Passage:
If this had really been Engels’s opinion, no worse judgment could have been spoken on Socialism; it would have been equivalent to a prophecy not of approaching triumph, but of a complete defeat of the great goal proposed by Socialism.

It is characteristic that the persons who thus utilize this passage overlook all the great and profound elements in Engels, but greet with enthusiasm such sentences as—1if they really contained what is alleged to be in them—would be entirely erroneous.

We have seen that Christianity did not attain victory until it had been transformed into the precise opposite of its original character; that the victory of Christianity was not the victory of the proletariat, but of the clergy which was exploiting and dominating the proletariat; that Christianity was not victorious as a subversive force, but as a conservative force, as a new prop of suppression and exploitation; that it not only did not eliminate the imperial power, slavery, the poverty of the masses, and the concentration of wealth in a few hands, but perpetuated these conditions. The Christian organization, the Church, attained victory by surrendering its original aims and defending their opposite.

Indeed, if the victory of Socialism is to be achieved in the same way as that of Christianity, this would be a good reason for renouncing, not revolution, but the Social-Democracy; no severer accusation could be raised against the Social-Democracy, from the proletarian standpoint, and the attacks made by the anarchists against the Social-Democracy would be only too well justified. Indeed, the attempt by bourgeois and socialistic elements at a socialistic ministerial function in France, which aimed to imitate the Christian method of rendering Christianity a state institution in the old days—and applied, strangely enough, in this instance, to combat the State Church—has had no other effect than to strengthen the semi-anarchistic, anti-socialistic syndicalism.

But fortunately the parallel between Christianity and Socialism is completely out of place in this connection. Christianity, to be sure, is in its origin a movement of the poor, like Socialism, and both therefore have many elements in common, as we have had occasion to point out.

Engels also referred to this similarity in an article entitled “On the History of Primitive Christianity,” in Die Neue Zeit,*2 written shortly before his death, and indicating how profoundly Engels was interested in this subject at that time, how natural it therefore was for him to write the parallel found in his introduction to the Class Struggles in France. This article says:

“The history of primitive Christianity presents remarkable coincidences with the modern workers’ movement. Like the latter, Christianity was originally a movement of the oppressed; it first appeared as a religion of slaves and freedmen, of the poor, the outcasts, of the peoples subjected or dispersed by Rome. Both Christianity and Socialism preach an approaching redemption from servitude and misery; Christianity assigns this redemption to a future life in Heaven after death; Socialism would attain it in this world by a transformation of society. Both are hunted and persecuted, their adherents outlawed, subjected to special legislation, represented, in the one case, as enemies of the human race, in the other, as enemies of the nation, religion, the family, of the social order. And in spite of all persecutions, in some cases even aided to victory by such persecutions, both advance irresistibly. Three centuries after its beginning, Christianity is the recognized state religion of the Roman Empire, and in barely sixty years Socialism has conquered a place that renders its victory absolutely certain.”

What this exercise asks:
A) Rewrite the passage on Christianity and Socialism, starting at the words "If this had" and ending after "be entirely erroneous.", with "judgment" changed to "verdict".
B) In the quoted article on primitive Christianity, how many years does Engels say it took Socialism to win a place that makes its victory certain?
These entries come from a separate source.

Entries from a segmentation dataset
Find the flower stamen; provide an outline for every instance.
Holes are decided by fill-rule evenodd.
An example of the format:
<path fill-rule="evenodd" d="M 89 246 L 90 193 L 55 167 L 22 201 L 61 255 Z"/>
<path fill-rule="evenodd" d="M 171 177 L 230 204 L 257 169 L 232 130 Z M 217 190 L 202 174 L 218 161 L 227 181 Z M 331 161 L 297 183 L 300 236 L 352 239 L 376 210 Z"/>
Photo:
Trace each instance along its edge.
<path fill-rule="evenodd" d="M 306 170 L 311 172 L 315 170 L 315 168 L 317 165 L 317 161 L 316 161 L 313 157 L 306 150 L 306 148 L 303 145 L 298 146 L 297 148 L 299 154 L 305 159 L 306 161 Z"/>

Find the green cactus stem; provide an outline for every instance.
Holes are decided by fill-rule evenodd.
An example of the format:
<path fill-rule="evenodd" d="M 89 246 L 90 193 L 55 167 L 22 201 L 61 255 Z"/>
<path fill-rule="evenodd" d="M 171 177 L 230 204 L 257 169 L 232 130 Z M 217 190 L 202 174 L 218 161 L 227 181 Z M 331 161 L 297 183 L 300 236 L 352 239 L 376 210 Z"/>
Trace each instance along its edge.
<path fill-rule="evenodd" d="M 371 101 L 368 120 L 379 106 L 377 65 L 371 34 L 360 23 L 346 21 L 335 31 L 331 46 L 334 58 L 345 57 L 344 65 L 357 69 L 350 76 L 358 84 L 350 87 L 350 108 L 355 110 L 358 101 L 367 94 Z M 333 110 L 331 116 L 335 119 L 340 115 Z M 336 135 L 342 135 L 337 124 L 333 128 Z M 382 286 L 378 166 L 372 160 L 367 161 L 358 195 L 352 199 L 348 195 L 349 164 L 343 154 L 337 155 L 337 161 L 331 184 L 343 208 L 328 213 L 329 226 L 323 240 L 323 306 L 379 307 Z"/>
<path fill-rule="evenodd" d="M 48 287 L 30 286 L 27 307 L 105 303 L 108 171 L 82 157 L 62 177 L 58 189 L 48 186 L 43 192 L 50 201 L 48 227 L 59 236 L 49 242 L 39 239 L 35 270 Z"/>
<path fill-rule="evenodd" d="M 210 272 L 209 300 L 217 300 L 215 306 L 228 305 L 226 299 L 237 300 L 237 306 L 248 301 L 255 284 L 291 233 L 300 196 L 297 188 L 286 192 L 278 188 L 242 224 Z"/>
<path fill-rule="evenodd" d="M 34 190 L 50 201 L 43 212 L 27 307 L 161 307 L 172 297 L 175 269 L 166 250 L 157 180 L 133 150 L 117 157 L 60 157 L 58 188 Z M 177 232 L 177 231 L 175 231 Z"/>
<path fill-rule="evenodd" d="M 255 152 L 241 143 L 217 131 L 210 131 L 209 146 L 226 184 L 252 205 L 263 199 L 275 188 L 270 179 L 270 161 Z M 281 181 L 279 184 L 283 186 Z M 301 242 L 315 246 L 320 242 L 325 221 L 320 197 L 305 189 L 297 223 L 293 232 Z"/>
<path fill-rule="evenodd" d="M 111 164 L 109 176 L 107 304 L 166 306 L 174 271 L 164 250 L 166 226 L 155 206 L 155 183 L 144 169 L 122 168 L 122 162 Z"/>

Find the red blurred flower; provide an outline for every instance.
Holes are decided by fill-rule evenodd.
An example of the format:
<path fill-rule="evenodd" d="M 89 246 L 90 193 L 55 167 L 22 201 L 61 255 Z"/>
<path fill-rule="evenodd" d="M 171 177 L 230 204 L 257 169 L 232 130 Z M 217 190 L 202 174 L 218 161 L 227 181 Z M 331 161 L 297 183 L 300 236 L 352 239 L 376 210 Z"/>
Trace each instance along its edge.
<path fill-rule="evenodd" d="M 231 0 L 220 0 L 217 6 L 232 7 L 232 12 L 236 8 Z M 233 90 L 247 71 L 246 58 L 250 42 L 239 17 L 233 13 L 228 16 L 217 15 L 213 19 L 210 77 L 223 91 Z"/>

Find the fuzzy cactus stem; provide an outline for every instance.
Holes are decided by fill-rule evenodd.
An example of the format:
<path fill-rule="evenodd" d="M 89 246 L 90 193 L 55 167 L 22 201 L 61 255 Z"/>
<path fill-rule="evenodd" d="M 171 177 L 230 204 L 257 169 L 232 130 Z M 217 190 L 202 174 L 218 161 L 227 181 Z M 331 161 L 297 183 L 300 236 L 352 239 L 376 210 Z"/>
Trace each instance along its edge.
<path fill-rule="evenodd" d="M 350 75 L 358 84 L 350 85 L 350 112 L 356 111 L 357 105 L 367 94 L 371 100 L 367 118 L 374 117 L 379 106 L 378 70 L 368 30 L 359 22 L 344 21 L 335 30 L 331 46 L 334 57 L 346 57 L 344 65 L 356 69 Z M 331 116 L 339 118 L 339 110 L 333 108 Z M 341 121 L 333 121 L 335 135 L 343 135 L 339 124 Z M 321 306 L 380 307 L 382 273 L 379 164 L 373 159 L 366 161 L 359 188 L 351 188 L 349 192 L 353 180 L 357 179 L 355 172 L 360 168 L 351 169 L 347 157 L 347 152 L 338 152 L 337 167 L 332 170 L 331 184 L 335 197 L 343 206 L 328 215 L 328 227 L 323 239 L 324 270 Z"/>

==

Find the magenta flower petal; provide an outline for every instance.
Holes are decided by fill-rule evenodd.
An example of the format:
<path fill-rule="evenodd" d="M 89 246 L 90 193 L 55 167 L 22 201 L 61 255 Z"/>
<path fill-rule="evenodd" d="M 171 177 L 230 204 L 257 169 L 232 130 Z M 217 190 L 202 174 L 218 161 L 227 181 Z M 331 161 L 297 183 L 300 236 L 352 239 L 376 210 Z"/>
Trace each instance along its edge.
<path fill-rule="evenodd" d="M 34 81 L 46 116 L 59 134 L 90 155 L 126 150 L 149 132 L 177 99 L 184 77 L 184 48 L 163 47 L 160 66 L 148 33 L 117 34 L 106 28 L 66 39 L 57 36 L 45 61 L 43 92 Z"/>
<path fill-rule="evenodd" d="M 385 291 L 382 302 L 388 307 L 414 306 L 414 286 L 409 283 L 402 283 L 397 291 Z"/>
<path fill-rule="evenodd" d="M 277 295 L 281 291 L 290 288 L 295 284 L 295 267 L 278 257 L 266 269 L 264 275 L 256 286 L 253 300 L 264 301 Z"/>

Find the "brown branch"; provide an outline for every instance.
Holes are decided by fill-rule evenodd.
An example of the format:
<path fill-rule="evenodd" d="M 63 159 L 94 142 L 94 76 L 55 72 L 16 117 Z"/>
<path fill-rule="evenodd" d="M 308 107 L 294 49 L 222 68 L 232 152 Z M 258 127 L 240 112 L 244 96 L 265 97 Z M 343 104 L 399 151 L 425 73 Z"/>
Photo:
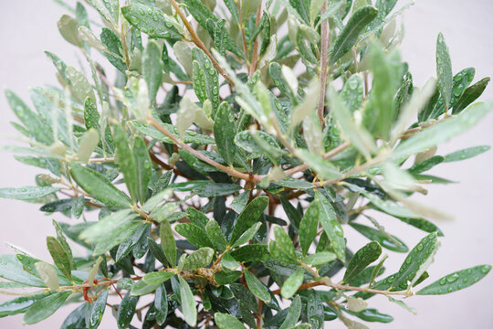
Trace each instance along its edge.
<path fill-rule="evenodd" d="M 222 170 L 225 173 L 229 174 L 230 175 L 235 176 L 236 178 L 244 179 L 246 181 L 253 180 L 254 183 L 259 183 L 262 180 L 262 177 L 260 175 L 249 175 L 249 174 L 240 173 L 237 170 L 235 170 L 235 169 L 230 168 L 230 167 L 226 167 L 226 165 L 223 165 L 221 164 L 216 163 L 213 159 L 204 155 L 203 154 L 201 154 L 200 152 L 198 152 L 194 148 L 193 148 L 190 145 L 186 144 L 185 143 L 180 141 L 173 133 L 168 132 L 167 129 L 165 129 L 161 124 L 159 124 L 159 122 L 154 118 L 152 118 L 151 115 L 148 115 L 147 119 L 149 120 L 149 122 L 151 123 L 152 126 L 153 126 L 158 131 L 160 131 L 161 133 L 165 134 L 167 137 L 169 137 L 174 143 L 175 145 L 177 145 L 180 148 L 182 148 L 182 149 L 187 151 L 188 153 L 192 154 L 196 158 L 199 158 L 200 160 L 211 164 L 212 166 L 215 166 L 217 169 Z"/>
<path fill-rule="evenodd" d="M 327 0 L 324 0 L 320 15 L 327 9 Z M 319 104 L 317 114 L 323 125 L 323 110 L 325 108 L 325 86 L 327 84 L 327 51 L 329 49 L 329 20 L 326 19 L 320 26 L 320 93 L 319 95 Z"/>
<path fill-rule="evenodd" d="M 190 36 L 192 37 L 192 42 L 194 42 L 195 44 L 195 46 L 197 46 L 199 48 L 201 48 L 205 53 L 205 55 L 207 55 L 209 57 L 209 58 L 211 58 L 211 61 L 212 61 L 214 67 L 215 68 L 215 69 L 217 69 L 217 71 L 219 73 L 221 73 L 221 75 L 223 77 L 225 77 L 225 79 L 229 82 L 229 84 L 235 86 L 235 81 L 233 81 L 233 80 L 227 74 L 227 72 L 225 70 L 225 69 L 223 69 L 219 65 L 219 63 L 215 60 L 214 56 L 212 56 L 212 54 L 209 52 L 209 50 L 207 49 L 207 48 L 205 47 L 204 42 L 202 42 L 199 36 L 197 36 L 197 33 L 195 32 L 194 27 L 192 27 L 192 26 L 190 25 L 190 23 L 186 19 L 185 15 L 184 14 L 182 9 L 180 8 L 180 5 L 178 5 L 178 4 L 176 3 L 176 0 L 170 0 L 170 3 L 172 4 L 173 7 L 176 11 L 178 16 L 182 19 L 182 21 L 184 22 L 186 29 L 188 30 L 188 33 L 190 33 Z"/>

Solutions per task:
A)
If this had really been Engels’s opinion, no worse verdict could have been spoken on Socialism; it would have been equivalent to a prophecy not of approaching triumph, but of a complete defeat of the great goal proposed by Socialism.

It is characteristic that the persons who thus utilize this passage overlook all the great and profound elements in Engels, but greet with enthusiasm such sentences as—1if they really contained what is alleged to be in them—would be entirely erroneous.

B) Barely sixty years.